Близкий к этому «образ» Ташкента 1942 г. можно найти в «Ташкентских тетрадях» Л. К. Чуковской, напечатанных в т. 1 «Записок об Анне Ахматовой». Впоследствии, в 1982 г., вспоминая свою ташкентскую жизнь в тот же период времени (1942 г.), она записывала в дневнике: «…Я не в силах окунуться в ташкентские ужасы — самый ужасный период моей жизни после 1937-го — измены, предательство, воровство, некрасивое, неблагородное поведение А. А., нищета, торговля и покупка на рынке, страшные детские дома, недоедания, мой тиф…» [7] Чуковская Л. К. Записки об Анне Ахматовой. М., 1997. Т. 1. С. 518.
.
В то же время страницы дневника, где Вс. Иванов приводит, например, свои разговоры с партизанами, имеют совсем другую окраску: «глядя на них [партизан]», записывает Иванов, «удивляешься чуду жизни». Понятным становится, почему сам писатель так стремился из «ташкентской эмиграции» на фронт. Интересно отметить, что, оказавшись на фронте (поездка на Западный фронт 31.03–10.04.1943 г.) и продолжая вести записи, Вс. Иванов не переписывает их в ту же, основную тетрадь, не «сводит в целое» с уже имеющимися записями.

◇ ◇ ◇ ◇ ◇

- [Формулировка задания] Напишите, что следует дальше в тексте о дневнике Вс. Иванова военных лет. Начните сразу после его последнего предложения.

- [Выборка данных]
◇ ◇ ◇ ◇ ◇

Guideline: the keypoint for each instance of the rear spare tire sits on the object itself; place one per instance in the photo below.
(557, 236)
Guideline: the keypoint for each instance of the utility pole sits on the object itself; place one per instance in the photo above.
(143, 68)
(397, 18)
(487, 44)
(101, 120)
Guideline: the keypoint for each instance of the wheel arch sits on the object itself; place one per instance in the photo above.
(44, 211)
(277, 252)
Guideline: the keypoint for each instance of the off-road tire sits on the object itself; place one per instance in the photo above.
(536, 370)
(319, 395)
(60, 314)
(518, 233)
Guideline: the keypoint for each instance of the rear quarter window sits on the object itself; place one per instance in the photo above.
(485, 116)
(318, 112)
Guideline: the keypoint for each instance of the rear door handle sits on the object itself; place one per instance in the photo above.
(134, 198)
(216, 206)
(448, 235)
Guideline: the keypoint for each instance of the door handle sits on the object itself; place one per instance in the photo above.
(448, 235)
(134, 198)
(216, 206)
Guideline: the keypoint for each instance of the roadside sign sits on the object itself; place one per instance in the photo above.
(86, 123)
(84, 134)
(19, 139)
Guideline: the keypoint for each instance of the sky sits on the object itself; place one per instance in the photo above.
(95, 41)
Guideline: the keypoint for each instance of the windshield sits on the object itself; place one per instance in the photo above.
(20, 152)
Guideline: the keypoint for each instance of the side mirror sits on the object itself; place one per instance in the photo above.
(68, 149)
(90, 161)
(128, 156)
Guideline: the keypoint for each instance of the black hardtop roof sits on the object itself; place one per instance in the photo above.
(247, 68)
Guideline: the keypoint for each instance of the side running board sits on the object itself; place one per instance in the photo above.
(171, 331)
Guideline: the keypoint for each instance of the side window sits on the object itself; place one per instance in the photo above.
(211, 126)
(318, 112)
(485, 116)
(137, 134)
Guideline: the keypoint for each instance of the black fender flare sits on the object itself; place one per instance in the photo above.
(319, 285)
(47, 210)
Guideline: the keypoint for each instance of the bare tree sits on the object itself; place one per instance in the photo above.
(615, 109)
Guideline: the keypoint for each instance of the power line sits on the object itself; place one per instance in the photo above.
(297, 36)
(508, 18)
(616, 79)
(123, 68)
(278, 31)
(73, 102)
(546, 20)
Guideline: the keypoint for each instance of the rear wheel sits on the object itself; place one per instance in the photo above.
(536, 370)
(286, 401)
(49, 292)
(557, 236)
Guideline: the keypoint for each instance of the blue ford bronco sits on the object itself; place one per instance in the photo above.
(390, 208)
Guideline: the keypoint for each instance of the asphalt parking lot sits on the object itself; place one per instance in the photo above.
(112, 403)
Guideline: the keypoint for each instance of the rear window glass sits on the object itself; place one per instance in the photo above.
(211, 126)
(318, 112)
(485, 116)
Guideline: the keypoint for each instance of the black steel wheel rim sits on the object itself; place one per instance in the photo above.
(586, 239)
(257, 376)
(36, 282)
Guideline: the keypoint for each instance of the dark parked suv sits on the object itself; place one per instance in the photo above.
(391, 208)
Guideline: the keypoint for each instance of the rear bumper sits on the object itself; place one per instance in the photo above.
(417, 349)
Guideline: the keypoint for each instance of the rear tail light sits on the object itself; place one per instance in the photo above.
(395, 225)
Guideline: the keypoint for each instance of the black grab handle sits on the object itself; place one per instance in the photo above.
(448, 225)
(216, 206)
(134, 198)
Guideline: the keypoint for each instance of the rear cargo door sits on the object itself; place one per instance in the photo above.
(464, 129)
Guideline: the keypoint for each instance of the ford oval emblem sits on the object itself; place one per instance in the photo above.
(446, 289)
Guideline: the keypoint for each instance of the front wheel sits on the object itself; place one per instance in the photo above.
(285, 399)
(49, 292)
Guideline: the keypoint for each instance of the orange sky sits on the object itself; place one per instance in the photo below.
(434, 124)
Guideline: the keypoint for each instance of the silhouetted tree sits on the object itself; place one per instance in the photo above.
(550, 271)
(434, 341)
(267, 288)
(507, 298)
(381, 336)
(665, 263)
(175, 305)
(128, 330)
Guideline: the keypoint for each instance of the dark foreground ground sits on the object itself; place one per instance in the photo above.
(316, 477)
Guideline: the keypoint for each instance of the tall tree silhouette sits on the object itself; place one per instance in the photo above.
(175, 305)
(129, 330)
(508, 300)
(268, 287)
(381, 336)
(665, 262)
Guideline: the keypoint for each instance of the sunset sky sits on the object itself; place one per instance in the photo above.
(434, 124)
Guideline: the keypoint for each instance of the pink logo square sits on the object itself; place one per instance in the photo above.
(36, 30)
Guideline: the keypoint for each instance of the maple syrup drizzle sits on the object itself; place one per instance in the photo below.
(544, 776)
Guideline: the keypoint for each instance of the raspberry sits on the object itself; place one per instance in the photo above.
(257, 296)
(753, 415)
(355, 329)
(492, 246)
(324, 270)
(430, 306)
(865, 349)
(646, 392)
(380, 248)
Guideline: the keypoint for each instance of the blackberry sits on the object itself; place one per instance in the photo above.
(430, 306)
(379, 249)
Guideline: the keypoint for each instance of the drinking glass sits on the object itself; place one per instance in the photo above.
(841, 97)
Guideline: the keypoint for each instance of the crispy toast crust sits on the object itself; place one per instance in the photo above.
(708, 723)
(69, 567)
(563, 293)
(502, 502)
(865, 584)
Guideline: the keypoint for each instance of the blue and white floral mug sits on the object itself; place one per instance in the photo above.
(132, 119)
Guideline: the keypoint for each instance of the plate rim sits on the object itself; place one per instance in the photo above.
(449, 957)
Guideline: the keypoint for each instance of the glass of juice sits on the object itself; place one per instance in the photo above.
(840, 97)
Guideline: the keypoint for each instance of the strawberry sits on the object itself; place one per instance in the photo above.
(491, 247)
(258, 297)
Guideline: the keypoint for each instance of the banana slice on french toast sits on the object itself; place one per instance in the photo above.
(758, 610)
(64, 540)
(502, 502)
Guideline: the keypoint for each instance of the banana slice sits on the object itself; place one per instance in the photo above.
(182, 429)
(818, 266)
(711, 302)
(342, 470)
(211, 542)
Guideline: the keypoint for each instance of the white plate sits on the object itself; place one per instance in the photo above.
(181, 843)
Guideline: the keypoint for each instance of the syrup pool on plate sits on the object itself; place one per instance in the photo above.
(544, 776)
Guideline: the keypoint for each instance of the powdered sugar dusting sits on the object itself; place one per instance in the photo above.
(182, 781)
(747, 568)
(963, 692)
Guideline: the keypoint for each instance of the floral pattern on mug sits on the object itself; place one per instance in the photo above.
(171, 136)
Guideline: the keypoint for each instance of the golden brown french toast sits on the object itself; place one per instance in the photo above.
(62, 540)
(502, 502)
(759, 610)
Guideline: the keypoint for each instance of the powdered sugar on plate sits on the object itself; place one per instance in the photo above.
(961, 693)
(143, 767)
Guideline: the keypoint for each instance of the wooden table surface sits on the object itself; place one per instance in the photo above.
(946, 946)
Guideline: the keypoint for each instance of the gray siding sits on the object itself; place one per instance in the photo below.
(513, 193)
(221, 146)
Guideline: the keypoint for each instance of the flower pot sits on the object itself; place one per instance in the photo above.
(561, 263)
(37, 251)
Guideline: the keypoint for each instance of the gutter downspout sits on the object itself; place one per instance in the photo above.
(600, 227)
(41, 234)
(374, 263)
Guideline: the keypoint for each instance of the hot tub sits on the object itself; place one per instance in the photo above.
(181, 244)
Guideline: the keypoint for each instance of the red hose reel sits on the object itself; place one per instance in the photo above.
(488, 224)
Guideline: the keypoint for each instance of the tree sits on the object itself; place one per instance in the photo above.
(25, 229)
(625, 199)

◇ ◇ ◇ ◇ ◇

- [Ответ на задание]
В московском дневнике 1942–1943 гг., в отличие от ташкентского, в большей степени акцентируются сильные стороны души человеческой. Вернувшись в Москву в ноябре 1942 г., Вс. Иванов внимательно присматривается к людям, к выражению их лиц, к городу в целом. Появляются такие записи: «Москва? Она странная, прибранная и такая осторожная, словно из стекла», «Какие странные лица на эскалаторе, сосредоточенные, острые, очень похудевшие». В московском дневнике также есть портрет города — иной, по сравнению с Ташкентом.
Москва для Вс. Иванова — это Дом (в писательском доме в Лаврушинском переулке находилась квартира Ивановых), но Дом этот покинутый, разрушенный. Живет Вс. Иванов в конце 1942 г. в гостинице «Москва», как и многие другие писатели; «на Лавруху» — в «нежилой дом», где стоит «странная тишина», — ходит за книгами. В декабре 1942 г. он остается в Москве один (жена, Т. В. Иванова, уезжает в Ташкент к заболевшим детям), навещает свою первую жену, Анну Павловну, и дочь Маню — «фантазерку и мечтательницу», по характеристике Иванова.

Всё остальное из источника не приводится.